# Texto:
Pior a emenda do que o soneto

Recomendo que o PÚBLICO dê maior destaque aos esclarecimentos ou rectificações de assuntos de interesse público.

Sob este título um leitor mandou-me uma mensagem de discordância sobre o último texto que assinei neste espaço. Até agora tenho seguido o modelo de não identificar o nome do leitor, mas privilegiar o assunto levantado pelos leitores. Não será, portanto por hoje que vou fazê-lo. Tanto mais que, desta feita, a personagem em foco é o próprio provedor.

No texto da discordância, este intitulado, Títulos: "Da exactidão ao atraiçoamento", procurava eu discorrer sobre as condições exigidas para a construção de um título correcto que subordina um determinado conteúdo jornalístico. Um tema, aliás, clássico nas normas da escrita jornalística. Admitia que face a esta dificuldade era relativamente fácil resvalar entre a exactidão e a traição na correspondência que um título deveria ter face ao conteúdo.

Lembrado o tema do artigo que pode ser relido no blogue do provedor, a discordância manifestada pelo leitor não era sobre a matéria tratada referente à construção de títulos, mas sobre o motivo que provocara essa breve minha dissertação a propósito da feitura de títulos. A directora do PÚBLICO, com cópia enviada ao provedor, recebera do ministro adjunto e do Desenvolvimento Regional, Miguel Poiares Maduro, com a tutela da comunicação social, uma carta a anotar que o título que o jornal trazia na primeira página (edição de 02/02/2014) facilmente poderia ser confundido com declarações do próprio ministro, nunca feitas, na entrevista concedida ao PÚBLICO e publicada nesse mesmo número. O título rezava assim: “Governo manterá poder sobre conselho geral e administração da RTP.”

Ora, efectivamente, da análise que fiz sobre o eventual temor do ministro Poiares Maduro da atribuição de declarações que, na verdade, não fizera, na minha interpretação admiti e defendi que o referido título resumia tão-só uma posição clara do PÚBLICO, declarada particularmente no seu editorial desse dia: Não obstante a boa vontade e firme intenção do ministro, os novos dispositivos legais e contratuais não asseguravam a desejada desgovernamentalização da RTP. E se o PÚBLICO assumia, eu deduzia como clara, líquida e transparente essa posição.

Afinal era sobre esta minha posição que o leitor discordava. Com este reparo: “A sua posição no texto publicado hoje [domingo, 09/0/.2014] é tremendamente equívoca. (…) Olhe, devia começar o seu texto pela N.B. [esta N.B. era uma nota minha a discordar do pouco relevo dado pelo PÚBLICO no esclarecimento prestado], sob pena de também alinhar pelo bota-abaixo e tomar, sistematicamente, a posição da oposição (o que de resto confirma o que o PÚBLICO faz). Não me obrigue a deixar de comprar o jornal. Quando o provedor do Leitor é provedor do jornal está tudo estragado.”

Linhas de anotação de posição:
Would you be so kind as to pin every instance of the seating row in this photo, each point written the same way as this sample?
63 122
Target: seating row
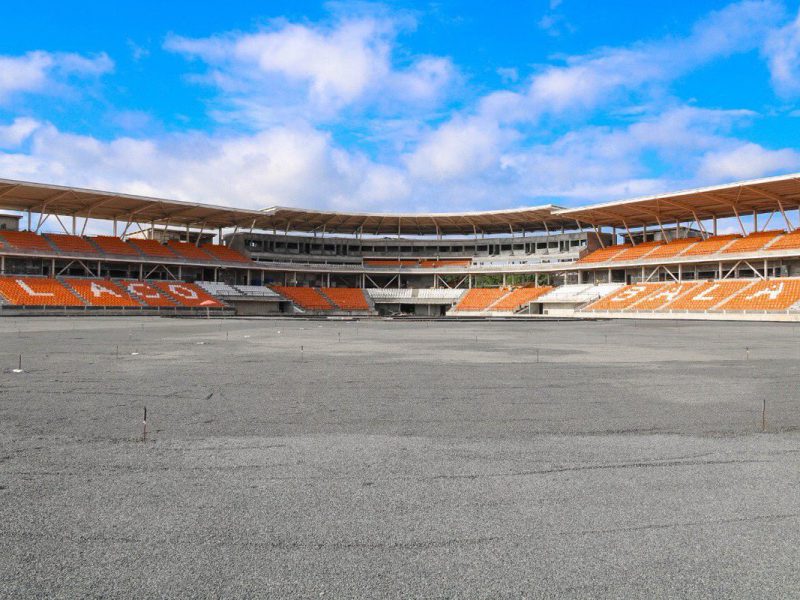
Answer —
745 295
73 291
715 245
109 245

# Descrição da tarefa:
Prossiga a crónica do provedor do leitor sobre o título da RTP, a partir da última frase apresentada.

# Resposta:
Em correspondência particular já aferi com o respectivo leitor os nossos pontos de vista, obviamente diferenciados. Mas se trago este assunto a estas colunas é para aproveitar a oportunidade de declarar junto de todos os leitores do PÚBLICO: Efectivamente, sou provedor do Leitor e não do PÚBLICO, empresa jornalística e de informação. Mas nunca hesitarei em dar razão ao jornal, à sua direcção ou aos jornalistas quando ajuizar que a razão lhes assiste. E queria deixar bem claro que entendo que um jornal tem todo o direito de tomar as suas opções editoriais e de declará-las publicamente. Faz parte integrante do seu Estatuto. Da sua identidade. Da verdade com que deve lidar com os seus leitores. Da sua responsabilidade social.

Na defesa dos leitores e particularmente dos reclamantes sobre determinados conteúdos discordei e discordo de que cartas como esta do ministro Miguel Poiares Maduro sejam remetidas com breves esclarecimentos para a rubrica Cartas à Directora, ou até simplesmente para O PÚBLICO Errou, quando pela projecção do seu assunto deveriam ser tratadas com destaque proporcional ao texto, notícia ou reportagem que motivaram a reclamação. Eu sei que, no caso vertente, como em outros que já tenho constatado, as cartas enviadas à direcção, regra geral, não evocam o procedimento cometido ao “direito de resposta” que determina a publicação da resposta na “mesma secção, com o mesmo relevo e apresentação”. Portanto, não há nos casos de que me recordo e cujas cópias recebi, qualquer infracção por parte do PÚBLICO. Ora, exactamente, pelo sentimento que tenho verificado por parte desses reclamantes a pedir esclarecimentos sem apelar às disposições do direito de resposta, mas apenas uma manifestação de confiança no PÚBLICO com a certeza de que o jornal acolherá esses reparos ou pedidos de rectificação, é que defendo que o PÚBLICO não deve alienar essa confiança dos seus leitores. E por isso recomendo que o PÚBLICO dê maior destaque aos esclarecimentos ou rectificações de assuntos de interesse público.

 

JORNALISMO E POLÍTICAS PÚBLICAS

“A opinião pública é um ajuizamento formado e elaborado entre os que constituem o público e é sobre os assuntos públicos.”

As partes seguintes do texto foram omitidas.